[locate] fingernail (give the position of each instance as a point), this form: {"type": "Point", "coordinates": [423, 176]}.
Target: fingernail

..........

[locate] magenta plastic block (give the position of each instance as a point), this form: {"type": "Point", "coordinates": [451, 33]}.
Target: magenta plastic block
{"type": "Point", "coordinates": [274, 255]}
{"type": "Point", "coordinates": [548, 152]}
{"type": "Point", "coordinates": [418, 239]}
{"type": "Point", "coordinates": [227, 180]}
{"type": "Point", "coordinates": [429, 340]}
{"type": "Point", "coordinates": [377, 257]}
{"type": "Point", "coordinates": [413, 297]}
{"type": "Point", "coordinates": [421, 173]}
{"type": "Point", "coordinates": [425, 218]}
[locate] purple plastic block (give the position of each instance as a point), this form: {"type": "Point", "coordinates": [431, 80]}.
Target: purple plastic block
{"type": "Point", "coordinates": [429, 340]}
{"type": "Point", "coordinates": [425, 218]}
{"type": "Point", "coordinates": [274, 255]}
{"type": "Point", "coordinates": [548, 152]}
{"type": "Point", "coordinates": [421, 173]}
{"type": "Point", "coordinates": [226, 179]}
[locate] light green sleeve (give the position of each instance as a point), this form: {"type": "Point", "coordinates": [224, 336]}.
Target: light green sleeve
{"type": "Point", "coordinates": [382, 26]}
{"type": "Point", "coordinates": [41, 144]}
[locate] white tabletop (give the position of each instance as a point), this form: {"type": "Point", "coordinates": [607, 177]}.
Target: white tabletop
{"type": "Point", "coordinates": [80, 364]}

..........

▶ **Goal**
Turn the rows starting at the one that contains "[locate] fingernail (give" and ending at the one that contains "Target: fingernail", both included, into a numbered list, omitting any blank lines.

▶ **Response for this exercise**
1. [locate] fingernail (give the position of each instance as a point), this form: {"type": "Point", "coordinates": [423, 176]}.
2. Target: fingernail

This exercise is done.